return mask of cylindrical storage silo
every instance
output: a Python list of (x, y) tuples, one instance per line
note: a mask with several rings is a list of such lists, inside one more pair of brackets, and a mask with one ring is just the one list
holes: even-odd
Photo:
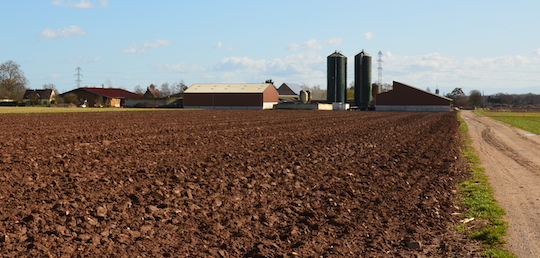
[(347, 57), (337, 51), (327, 58), (326, 92), (329, 103), (347, 102)]
[(371, 85), (371, 98), (372, 99), (375, 99), (376, 98), (375, 96), (377, 96), (377, 94), (379, 94), (379, 87), (380, 86), (377, 83), (374, 83), (374, 84)]
[(304, 103), (304, 104), (308, 103), (309, 95), (308, 95), (307, 90), (301, 90), (300, 91), (300, 101), (302, 101), (302, 103)]
[(354, 104), (367, 109), (371, 94), (371, 55), (362, 50), (354, 57)]

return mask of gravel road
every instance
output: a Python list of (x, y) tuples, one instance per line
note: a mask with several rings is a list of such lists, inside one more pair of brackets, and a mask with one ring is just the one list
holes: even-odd
[(509, 222), (507, 249), (518, 257), (540, 257), (540, 136), (462, 111), (473, 147)]

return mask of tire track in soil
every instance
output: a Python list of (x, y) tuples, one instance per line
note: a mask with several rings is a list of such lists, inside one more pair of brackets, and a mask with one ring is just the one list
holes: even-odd
[(532, 173), (540, 175), (540, 167), (539, 166), (536, 166), (530, 160), (528, 160), (526, 158), (523, 158), (523, 156), (521, 156), (518, 151), (510, 148), (504, 142), (497, 140), (493, 136), (493, 133), (491, 132), (491, 128), (486, 128), (486, 129), (484, 129), (482, 131), (482, 139), (484, 139), (484, 141), (486, 141), (488, 144), (490, 144), (494, 148), (496, 148), (499, 151), (505, 153), (505, 155), (507, 157), (513, 159), (516, 163), (518, 163), (521, 166), (527, 168)]

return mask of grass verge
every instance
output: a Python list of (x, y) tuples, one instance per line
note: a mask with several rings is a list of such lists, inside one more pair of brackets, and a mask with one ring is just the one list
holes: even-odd
[(150, 110), (183, 110), (179, 108), (79, 108), (79, 107), (0, 107), (0, 114), (20, 113), (84, 113), (84, 112), (123, 112)]
[(466, 135), (469, 131), (467, 124), (461, 116), (460, 129), (465, 136), (465, 150), (463, 155), (468, 160), (468, 166), (471, 171), (471, 178), (460, 183), (459, 191), (463, 196), (463, 203), (469, 208), (466, 216), (481, 220), (483, 223), (475, 223), (480, 227), (468, 227), (466, 225), (458, 226), (458, 230), (471, 232), (470, 237), (482, 241), (486, 251), (482, 254), (484, 257), (496, 258), (516, 258), (504, 250), (503, 237), (506, 235), (508, 223), (502, 220), (505, 214), (504, 210), (497, 205), (493, 197), (493, 188), (491, 188), (484, 168), (481, 166), (480, 158), (476, 150), (471, 146), (472, 140)]

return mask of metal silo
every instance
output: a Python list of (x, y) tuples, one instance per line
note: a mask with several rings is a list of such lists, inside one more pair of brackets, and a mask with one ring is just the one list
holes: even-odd
[(334, 52), (327, 58), (327, 101), (347, 102), (347, 57)]
[(367, 109), (372, 99), (371, 56), (362, 50), (354, 57), (354, 105)]

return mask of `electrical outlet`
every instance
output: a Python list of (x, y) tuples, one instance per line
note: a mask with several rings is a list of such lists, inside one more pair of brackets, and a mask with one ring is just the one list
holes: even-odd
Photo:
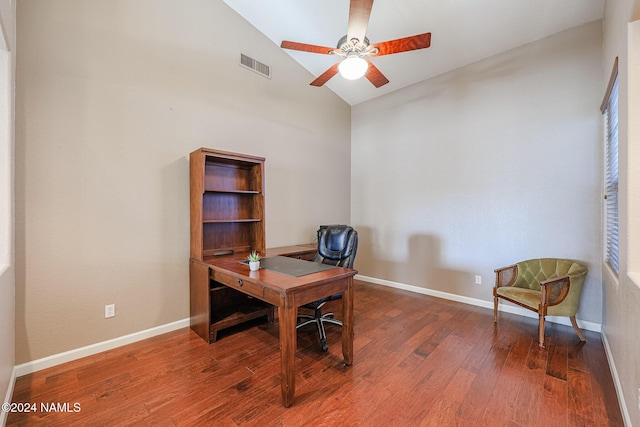
[(482, 285), (482, 276), (476, 274), (476, 285)]
[(640, 387), (638, 387), (638, 409), (640, 409)]
[(115, 317), (116, 316), (116, 305), (115, 304), (108, 304), (104, 306), (104, 318), (108, 319), (110, 317)]

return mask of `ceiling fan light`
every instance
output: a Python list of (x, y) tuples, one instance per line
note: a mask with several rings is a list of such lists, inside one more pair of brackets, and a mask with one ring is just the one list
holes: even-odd
[(357, 80), (364, 76), (369, 64), (359, 56), (350, 56), (338, 64), (340, 75), (347, 80)]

********

**ACTIVITY**
Word for word, quote the lines above. Omit the pictures.

**ANSWER SECTION**
return mask of cylindrical storage silo
every instance
output: a Python list of (x, y) tuples, one instance per line
note: a mask with several rings is a list of such lists, inside one more pair of brackets, and a mask with one ring is just the one list
holes: even-odd
Photo:
[(347, 57), (337, 51), (327, 58), (326, 92), (329, 103), (347, 102)]
[(371, 85), (371, 98), (372, 99), (375, 99), (376, 98), (375, 96), (377, 96), (377, 94), (379, 94), (379, 87), (380, 86), (377, 83), (374, 83), (374, 84)]
[(304, 103), (304, 104), (308, 103), (309, 95), (308, 95), (307, 90), (301, 90), (300, 91), (300, 101), (302, 101), (302, 103)]
[(354, 104), (367, 109), (371, 94), (371, 55), (362, 50), (354, 57)]

return mask of gravel road
every instance
output: a Python list of (x, y) tuples, one instance per line
note: a mask with several rings is a list of such lists, inside one more pair of brackets, and a mask with one ring is just the one list
holes: even-odd
[(509, 222), (507, 249), (518, 257), (540, 257), (540, 136), (462, 111), (473, 147)]

return mask of tire track in soil
every instance
output: a Python list of (x, y) tuples, one instance per line
note: a mask with several rings is a list of such lists, inside one more pair of brackets, and a mask with one ring is just the one list
holes: even-odd
[(532, 173), (540, 175), (540, 167), (539, 166), (536, 166), (530, 160), (528, 160), (526, 158), (523, 158), (523, 156), (521, 156), (518, 151), (510, 148), (504, 142), (497, 140), (493, 136), (493, 133), (491, 132), (491, 128), (486, 128), (486, 129), (484, 129), (482, 131), (482, 139), (484, 139), (484, 141), (486, 141), (488, 144), (490, 144), (494, 148), (496, 148), (499, 151), (505, 153), (505, 155), (507, 157), (513, 159), (516, 163), (518, 163), (521, 166), (527, 168)]

return mask of grass verge
every instance
output: a Python list of (x, y) tuples, one instance per line
note: a mask with several rings is a list of such lists, inside one more pair of brackets, and a mask with one ring is just the one list
holes: even-odd
[(150, 110), (183, 110), (179, 108), (79, 108), (79, 107), (0, 107), (0, 114), (20, 113), (84, 113), (84, 112), (123, 112)]
[(466, 135), (469, 131), (467, 124), (461, 116), (460, 129), (465, 136), (465, 150), (463, 155), (468, 160), (468, 166), (471, 171), (471, 178), (460, 183), (459, 191), (463, 196), (463, 203), (469, 208), (466, 216), (481, 220), (483, 223), (475, 223), (480, 227), (468, 227), (466, 225), (458, 226), (458, 230), (471, 232), (470, 237), (482, 241), (486, 251), (482, 254), (484, 257), (496, 258), (516, 258), (504, 250), (503, 237), (506, 235), (508, 223), (502, 220), (505, 214), (504, 210), (497, 205), (493, 197), (493, 188), (491, 188), (484, 168), (481, 166), (480, 158), (476, 150), (471, 146), (472, 140)]

return mask of metal silo
every instance
output: a Python list of (x, y) tuples, one instance per line
note: a mask with several rings is a list of such lists, inside one more pair of brackets, and a mask with one ring is just the one list
holes: even-odd
[(334, 52), (327, 58), (327, 101), (347, 102), (347, 57)]
[(367, 109), (372, 99), (371, 56), (362, 50), (354, 57), (354, 105)]

return mask of `electrical outlet`
every instance
output: a Python list of (x, y) tuples, one instance per line
note: a mask with several rings is a list of such lists, inside one more pair of brackets, and a mask with one ring is just the one list
holes: even-odd
Photo:
[(482, 285), (482, 276), (476, 274), (476, 285)]
[(640, 387), (638, 387), (638, 409), (640, 409)]
[(115, 317), (116, 316), (116, 305), (115, 304), (108, 304), (104, 306), (104, 318), (108, 319), (110, 317)]

return mask of `ceiling fan light`
every instance
output: a Python list of (x, y) tuples, one instance per line
note: a mask with several rings is a list of such lists, inside one more pair of brackets, and a mask with one ring is just the one list
holes: even-odd
[(357, 80), (364, 76), (369, 64), (359, 56), (350, 56), (338, 64), (340, 75), (347, 80)]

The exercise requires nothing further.